** begin **

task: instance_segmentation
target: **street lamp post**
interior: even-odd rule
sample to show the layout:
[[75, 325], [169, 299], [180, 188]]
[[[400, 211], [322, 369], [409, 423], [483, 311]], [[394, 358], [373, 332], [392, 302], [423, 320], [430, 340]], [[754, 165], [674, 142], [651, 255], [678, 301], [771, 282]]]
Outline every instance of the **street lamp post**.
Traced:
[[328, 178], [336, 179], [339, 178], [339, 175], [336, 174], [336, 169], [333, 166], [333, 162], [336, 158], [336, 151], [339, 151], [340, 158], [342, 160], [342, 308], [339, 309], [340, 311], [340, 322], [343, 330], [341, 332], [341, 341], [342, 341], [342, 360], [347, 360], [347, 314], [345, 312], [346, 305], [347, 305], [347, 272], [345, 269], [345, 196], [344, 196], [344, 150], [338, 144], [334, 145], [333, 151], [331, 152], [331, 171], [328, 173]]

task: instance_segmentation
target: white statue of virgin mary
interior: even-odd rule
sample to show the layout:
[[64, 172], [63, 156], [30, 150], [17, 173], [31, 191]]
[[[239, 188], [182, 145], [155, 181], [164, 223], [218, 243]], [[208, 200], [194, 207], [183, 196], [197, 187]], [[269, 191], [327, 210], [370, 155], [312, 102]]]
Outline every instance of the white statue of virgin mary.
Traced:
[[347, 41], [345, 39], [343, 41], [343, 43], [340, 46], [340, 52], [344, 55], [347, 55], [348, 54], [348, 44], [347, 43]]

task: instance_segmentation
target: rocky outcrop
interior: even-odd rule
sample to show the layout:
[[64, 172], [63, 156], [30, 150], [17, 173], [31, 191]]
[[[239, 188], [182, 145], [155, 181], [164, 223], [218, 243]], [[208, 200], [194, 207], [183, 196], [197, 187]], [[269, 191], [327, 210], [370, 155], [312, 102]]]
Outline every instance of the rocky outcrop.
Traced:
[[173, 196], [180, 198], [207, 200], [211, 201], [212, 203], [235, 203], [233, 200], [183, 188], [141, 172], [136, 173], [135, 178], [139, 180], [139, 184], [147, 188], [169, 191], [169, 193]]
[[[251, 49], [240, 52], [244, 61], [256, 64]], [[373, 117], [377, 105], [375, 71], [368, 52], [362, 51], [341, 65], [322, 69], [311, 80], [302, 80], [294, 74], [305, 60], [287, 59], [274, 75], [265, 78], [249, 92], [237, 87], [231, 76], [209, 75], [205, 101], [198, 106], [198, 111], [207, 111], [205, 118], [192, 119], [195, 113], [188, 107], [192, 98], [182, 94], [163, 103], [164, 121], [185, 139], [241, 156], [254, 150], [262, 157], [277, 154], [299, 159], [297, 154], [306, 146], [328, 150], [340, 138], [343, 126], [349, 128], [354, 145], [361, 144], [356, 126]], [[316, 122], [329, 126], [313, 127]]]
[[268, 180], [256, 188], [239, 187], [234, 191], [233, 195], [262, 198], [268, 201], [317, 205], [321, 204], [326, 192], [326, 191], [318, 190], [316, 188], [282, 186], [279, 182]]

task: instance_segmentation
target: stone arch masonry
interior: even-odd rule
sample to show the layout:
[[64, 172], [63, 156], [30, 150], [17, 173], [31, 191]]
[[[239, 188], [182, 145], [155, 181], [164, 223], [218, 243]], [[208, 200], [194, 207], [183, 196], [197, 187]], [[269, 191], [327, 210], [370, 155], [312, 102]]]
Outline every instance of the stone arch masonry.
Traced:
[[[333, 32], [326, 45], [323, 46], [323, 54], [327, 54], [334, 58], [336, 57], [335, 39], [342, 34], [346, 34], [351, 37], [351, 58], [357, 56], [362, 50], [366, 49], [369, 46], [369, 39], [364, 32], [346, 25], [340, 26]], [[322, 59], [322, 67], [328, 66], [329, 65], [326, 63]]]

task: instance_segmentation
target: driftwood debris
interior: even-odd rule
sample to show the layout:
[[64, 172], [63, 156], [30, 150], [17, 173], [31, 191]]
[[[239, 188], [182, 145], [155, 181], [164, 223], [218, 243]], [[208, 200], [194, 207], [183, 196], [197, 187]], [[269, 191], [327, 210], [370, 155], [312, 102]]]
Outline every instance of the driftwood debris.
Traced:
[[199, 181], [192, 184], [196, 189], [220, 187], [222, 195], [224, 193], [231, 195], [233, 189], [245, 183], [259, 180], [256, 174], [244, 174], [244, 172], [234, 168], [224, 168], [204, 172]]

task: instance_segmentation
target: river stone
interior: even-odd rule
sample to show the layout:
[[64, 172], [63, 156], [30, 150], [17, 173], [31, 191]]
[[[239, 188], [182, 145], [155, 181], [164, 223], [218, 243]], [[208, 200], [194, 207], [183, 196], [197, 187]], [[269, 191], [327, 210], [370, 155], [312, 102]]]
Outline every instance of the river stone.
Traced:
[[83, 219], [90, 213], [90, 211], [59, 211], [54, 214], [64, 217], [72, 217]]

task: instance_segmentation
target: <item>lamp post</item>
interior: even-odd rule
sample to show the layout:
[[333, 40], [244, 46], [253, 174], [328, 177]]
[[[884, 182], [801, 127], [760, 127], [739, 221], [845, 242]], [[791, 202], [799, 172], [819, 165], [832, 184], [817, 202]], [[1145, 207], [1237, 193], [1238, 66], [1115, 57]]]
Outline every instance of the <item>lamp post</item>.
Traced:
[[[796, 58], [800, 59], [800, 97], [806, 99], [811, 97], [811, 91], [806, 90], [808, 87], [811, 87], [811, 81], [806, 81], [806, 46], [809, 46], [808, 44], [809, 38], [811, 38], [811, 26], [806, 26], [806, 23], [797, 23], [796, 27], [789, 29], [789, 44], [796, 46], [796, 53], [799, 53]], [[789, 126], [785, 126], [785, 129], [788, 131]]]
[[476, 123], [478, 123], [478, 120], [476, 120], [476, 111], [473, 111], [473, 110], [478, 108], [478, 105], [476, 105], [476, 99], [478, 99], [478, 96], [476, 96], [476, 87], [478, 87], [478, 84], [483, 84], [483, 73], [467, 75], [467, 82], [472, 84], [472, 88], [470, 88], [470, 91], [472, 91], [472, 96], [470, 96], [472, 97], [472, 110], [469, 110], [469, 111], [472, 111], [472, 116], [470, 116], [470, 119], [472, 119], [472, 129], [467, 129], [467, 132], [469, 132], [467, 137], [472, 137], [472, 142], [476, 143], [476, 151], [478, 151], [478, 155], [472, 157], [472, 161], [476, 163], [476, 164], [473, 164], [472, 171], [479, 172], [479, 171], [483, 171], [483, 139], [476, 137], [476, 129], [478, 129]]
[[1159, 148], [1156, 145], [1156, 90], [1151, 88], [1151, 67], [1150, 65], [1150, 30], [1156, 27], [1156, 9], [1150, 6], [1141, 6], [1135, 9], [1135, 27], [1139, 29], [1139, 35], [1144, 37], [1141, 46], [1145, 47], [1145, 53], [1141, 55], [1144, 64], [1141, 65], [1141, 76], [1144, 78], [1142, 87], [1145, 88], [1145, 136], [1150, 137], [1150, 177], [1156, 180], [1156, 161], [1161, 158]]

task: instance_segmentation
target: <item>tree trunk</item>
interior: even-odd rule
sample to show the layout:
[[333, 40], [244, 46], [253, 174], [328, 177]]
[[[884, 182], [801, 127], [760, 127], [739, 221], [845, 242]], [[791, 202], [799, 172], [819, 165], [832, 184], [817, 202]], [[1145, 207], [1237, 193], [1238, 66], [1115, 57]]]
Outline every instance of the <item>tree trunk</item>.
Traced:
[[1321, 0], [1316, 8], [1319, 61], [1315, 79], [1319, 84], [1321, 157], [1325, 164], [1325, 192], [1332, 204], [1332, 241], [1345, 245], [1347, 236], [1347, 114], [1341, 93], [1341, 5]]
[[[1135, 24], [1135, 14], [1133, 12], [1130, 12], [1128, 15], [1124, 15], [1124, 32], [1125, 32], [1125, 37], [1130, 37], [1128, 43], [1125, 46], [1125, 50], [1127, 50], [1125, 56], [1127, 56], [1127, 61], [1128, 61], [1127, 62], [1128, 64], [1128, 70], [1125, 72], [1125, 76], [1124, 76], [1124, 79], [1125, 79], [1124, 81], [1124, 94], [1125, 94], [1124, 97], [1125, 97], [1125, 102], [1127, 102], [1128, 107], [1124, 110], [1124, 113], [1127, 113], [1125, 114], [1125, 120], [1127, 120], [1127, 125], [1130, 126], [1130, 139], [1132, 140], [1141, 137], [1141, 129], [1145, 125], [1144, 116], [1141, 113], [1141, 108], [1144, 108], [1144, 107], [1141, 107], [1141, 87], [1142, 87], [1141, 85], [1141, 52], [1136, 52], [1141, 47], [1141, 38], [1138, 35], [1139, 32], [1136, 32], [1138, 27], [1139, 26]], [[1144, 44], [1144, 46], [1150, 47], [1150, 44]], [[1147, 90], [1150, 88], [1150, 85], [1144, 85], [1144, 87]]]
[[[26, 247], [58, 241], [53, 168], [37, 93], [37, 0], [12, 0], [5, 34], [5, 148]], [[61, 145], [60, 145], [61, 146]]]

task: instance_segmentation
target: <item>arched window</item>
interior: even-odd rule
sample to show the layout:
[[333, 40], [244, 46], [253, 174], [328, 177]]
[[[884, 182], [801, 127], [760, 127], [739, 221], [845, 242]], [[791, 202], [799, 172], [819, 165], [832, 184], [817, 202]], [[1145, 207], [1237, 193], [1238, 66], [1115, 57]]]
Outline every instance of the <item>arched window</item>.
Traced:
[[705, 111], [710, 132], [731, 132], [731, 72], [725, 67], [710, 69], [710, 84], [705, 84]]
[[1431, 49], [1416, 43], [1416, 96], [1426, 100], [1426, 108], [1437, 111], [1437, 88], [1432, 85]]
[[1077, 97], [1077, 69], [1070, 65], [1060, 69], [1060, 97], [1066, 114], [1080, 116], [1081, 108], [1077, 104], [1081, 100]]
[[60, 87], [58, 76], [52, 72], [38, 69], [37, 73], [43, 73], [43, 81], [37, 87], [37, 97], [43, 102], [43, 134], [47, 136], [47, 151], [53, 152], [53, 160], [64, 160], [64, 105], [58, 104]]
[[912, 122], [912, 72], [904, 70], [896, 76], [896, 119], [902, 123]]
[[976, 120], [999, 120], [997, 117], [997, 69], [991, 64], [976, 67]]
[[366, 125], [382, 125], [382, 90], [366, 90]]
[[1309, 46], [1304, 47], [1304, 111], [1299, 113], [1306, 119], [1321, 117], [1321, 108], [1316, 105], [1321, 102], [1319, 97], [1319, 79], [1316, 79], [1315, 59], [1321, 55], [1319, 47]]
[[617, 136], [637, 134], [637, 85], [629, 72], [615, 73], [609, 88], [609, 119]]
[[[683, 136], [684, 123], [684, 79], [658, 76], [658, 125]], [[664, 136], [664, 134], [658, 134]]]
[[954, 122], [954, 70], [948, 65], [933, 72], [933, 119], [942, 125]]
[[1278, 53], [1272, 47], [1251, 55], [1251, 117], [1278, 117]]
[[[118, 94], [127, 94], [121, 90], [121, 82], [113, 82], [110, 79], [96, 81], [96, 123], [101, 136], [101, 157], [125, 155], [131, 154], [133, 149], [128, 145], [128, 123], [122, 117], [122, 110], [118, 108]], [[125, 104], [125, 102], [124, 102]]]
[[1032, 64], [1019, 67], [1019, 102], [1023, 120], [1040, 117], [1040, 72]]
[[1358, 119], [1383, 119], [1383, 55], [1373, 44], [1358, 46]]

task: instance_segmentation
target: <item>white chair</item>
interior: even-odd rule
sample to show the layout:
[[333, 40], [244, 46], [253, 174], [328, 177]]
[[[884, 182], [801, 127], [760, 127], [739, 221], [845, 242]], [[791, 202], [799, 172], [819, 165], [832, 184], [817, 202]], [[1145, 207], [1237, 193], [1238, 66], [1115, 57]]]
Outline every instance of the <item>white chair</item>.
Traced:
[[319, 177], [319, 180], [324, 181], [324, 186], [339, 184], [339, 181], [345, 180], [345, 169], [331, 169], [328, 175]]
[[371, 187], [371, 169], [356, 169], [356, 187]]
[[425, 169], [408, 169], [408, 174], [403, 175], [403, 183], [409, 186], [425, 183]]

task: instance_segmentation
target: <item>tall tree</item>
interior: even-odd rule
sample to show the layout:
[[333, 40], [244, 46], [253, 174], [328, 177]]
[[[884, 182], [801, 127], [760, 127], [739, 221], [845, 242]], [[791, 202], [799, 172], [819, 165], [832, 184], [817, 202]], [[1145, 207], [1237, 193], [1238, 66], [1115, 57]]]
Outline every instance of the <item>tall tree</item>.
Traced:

** end **

TASK DETAILS
How many lines in the listing above contain the string "masonry", with case counting? Reply with the number alone.

RESPONSE TO THIS EXERCISE
2